Please extract every line below that contains the word "with".

═════ Items ═════

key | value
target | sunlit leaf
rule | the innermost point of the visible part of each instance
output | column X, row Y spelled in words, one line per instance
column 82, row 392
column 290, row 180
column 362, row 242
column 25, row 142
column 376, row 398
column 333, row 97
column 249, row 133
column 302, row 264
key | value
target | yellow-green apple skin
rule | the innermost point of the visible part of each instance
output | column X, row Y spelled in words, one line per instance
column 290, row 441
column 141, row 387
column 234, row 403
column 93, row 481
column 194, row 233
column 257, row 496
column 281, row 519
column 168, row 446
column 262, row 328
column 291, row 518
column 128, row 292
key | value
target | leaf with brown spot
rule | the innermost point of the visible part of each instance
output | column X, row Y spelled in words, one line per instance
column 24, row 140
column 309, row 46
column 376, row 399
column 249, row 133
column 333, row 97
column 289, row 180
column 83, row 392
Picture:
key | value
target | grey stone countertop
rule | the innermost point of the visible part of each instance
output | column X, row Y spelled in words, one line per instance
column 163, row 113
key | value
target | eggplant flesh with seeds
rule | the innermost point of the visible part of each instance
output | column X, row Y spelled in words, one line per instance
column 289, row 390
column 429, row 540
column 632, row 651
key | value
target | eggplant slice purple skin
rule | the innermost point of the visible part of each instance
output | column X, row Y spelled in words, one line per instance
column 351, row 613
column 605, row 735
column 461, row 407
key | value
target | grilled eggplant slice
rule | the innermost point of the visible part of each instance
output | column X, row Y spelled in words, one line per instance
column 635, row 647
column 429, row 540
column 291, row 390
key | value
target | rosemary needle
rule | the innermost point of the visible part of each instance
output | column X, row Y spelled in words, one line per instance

═════

Result of the exercise »
target | leaf with brown spot
target | eggplant flesh with seeds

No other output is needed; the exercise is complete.